EXERCISE OBJECTIVE -> If a line in the listing contains "instance", copy it out whole.

PROVIDED ENTRIES ->
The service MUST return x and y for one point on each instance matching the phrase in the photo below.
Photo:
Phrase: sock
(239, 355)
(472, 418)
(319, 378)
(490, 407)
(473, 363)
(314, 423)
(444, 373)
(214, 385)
...
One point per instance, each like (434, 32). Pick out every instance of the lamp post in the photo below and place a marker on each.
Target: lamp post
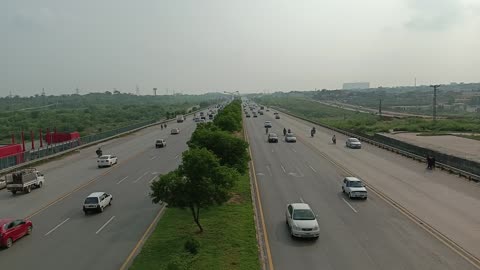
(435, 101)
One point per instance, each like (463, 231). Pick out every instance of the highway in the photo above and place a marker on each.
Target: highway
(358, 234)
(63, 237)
* * *
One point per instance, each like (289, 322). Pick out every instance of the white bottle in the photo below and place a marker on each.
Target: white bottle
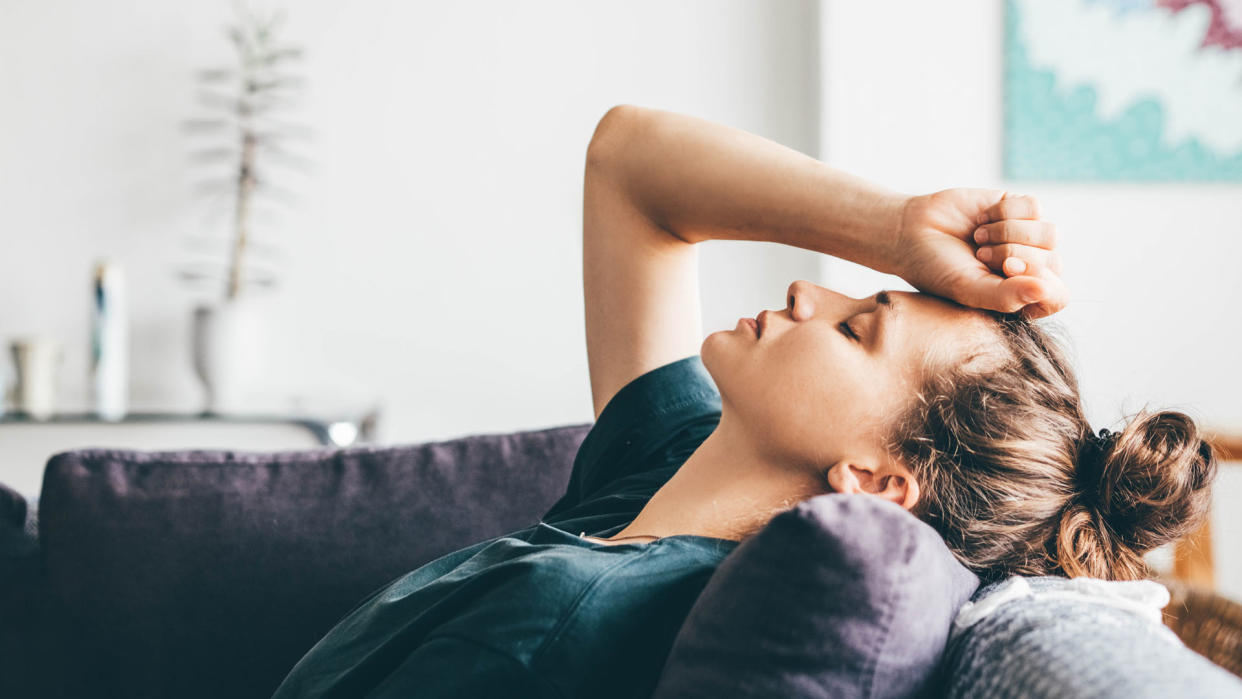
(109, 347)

TASK OUTPUT ->
The service MUST return x and y for one point on each instance matching the phrase in the photo below.
One point per instance, each like (434, 32). Pick out every instance of the lamp post in the photo below and place a marker on each.
One point per instance, each like (463, 231). Pick out every instance of the highway in the photo above and place a marker on each.
One point per instance, each like (289, 322). Pick out every instance of the white bottle in the photo below and place a marker on each.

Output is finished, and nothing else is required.